(Saved data entries)
>>>

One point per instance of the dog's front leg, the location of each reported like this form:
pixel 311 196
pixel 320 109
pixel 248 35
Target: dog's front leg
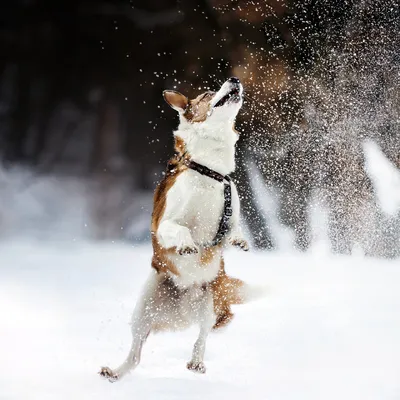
pixel 207 321
pixel 236 237
pixel 142 321
pixel 173 235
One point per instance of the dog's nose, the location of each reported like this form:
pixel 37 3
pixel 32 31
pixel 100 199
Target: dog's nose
pixel 234 80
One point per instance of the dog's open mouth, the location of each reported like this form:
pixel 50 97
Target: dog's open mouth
pixel 232 97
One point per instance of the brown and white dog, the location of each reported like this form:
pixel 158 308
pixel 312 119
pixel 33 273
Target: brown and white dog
pixel 195 215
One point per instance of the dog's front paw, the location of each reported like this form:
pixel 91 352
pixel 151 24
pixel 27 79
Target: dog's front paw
pixel 187 250
pixel 109 374
pixel 199 367
pixel 240 243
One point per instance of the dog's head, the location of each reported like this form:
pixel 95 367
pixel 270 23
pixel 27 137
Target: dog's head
pixel 210 107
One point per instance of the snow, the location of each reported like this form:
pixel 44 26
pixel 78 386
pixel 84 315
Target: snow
pixel 329 328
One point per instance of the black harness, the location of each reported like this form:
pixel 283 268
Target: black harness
pixel 224 226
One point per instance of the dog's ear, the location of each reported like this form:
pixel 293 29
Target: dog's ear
pixel 176 100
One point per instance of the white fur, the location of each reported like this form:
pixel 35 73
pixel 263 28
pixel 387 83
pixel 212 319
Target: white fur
pixel 191 217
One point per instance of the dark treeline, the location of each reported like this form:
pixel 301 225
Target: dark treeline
pixel 81 83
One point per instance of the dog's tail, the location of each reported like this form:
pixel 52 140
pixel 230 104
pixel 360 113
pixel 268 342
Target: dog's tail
pixel 228 291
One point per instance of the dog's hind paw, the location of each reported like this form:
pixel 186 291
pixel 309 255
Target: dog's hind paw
pixel 199 368
pixel 240 243
pixel 108 373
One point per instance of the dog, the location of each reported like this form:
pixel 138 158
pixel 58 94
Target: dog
pixel 195 216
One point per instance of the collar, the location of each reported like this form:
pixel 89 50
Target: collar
pixel 203 170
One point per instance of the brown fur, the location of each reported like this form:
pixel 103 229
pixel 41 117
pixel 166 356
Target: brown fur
pixel 160 261
pixel 226 291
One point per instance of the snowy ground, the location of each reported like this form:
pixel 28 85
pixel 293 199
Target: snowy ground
pixel 328 329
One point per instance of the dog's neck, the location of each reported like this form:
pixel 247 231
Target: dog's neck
pixel 210 145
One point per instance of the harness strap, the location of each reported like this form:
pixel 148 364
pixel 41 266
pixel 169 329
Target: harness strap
pixel 224 226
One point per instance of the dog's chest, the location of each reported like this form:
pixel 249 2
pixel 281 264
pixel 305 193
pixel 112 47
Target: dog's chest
pixel 204 203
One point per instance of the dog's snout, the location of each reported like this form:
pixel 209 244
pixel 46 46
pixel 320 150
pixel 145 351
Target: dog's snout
pixel 234 80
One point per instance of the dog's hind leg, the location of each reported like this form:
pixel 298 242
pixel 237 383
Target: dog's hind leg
pixel 142 321
pixel 207 320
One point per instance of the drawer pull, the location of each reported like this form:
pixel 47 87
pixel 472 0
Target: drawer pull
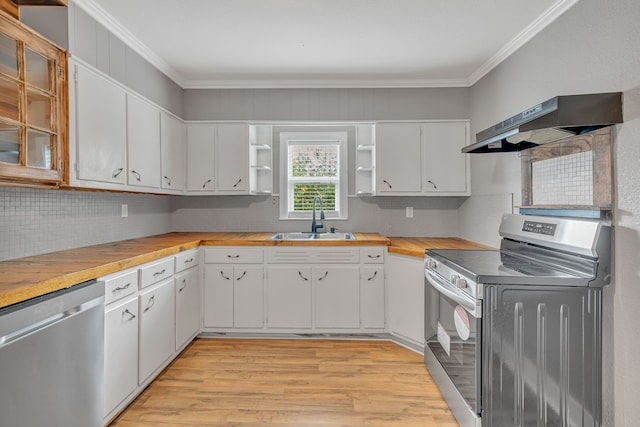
pixel 159 273
pixel 150 303
pixel 121 288
pixel 130 315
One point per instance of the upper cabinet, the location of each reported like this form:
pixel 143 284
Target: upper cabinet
pixel 33 106
pixel 415 159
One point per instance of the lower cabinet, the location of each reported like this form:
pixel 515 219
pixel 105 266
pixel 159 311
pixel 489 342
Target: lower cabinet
pixel 121 352
pixel 157 327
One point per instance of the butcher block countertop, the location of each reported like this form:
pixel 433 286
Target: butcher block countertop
pixel 25 278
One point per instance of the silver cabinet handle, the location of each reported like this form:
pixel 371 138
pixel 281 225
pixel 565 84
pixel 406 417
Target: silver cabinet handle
pixel 130 315
pixel 151 303
pixel 121 288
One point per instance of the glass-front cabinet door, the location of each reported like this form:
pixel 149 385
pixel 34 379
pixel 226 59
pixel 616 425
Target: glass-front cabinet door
pixel 33 106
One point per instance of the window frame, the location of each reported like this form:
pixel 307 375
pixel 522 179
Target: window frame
pixel 314 138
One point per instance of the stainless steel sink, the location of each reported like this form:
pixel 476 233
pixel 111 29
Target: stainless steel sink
pixel 298 235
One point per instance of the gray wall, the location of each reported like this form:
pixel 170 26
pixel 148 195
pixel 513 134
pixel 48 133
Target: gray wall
pixel 33 221
pixel 591 48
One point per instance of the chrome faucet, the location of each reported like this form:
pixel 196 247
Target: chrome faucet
pixel 315 226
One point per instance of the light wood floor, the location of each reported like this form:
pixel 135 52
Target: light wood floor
pixel 264 382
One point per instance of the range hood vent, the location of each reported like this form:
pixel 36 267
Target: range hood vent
pixel 552 120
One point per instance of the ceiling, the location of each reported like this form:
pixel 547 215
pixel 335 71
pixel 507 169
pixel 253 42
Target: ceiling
pixel 325 43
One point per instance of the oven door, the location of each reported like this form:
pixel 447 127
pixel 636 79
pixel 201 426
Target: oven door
pixel 453 347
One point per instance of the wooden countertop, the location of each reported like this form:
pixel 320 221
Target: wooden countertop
pixel 25 278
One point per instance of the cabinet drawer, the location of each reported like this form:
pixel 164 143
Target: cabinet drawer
pixel 119 285
pixel 232 255
pixel 153 273
pixel 373 255
pixel 186 260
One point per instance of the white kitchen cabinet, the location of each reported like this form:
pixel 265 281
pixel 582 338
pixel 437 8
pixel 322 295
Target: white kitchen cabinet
pixel 372 297
pixel 200 158
pixel 232 141
pixel 187 295
pixel 157 327
pixel 98 129
pixel 398 158
pixel 422 159
pixel 405 284
pixel 172 152
pixel 446 168
pixel 143 143
pixel 289 297
pixel 336 297
pixel 120 352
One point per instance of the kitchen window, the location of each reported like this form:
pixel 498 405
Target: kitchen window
pixel 316 164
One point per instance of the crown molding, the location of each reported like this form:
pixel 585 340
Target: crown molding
pixel 529 32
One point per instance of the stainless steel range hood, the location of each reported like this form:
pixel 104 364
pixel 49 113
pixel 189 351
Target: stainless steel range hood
pixel 554 119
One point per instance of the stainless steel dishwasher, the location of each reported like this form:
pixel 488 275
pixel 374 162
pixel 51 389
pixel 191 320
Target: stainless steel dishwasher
pixel 51 359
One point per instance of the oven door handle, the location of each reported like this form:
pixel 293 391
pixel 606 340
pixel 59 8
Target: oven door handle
pixel 449 290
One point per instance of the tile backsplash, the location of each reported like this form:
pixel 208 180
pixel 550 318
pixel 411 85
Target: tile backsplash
pixel 34 221
pixel 565 180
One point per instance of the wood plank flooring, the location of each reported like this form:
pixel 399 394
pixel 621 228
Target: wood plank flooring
pixel 276 382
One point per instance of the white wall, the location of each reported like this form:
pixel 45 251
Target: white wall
pixel 594 47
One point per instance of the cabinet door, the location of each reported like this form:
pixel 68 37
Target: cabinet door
pixel 248 300
pixel 398 158
pixel 200 158
pixel 289 297
pixel 187 306
pixel 233 158
pixel 157 328
pixel 143 143
pixel 218 295
pixel 337 297
pixel 172 152
pixel 101 128
pixel 372 307
pixel 405 283
pixel 120 352
pixel 445 166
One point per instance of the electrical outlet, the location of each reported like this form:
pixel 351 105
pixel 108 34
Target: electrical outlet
pixel 409 212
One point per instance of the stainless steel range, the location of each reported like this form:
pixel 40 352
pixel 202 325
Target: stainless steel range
pixel 513 336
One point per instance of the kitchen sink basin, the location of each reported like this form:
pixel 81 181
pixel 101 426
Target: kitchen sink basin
pixel 312 236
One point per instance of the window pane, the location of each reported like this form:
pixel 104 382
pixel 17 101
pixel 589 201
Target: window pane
pixel 37 69
pixel 9 99
pixel 303 195
pixel 39 149
pixel 9 144
pixel 38 109
pixel 8 56
pixel 313 160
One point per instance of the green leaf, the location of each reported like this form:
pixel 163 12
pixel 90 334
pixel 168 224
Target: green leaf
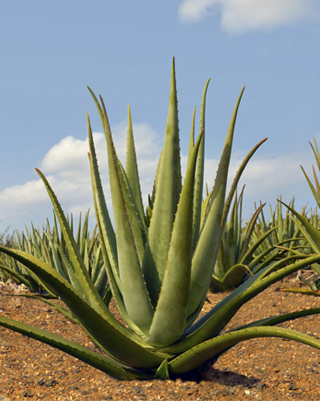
pixel 197 355
pixel 169 323
pixel 86 355
pixel 168 189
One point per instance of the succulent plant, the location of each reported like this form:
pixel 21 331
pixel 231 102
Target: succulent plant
pixel 159 269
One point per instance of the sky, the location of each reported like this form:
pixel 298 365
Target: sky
pixel 51 51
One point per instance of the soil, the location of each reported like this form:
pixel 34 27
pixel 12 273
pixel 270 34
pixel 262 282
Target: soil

<<<

» **EXERCISE**
Compute the number of lines in the records that contain the string "soil", and return that number alone.

» **ANSWER SPACE**
2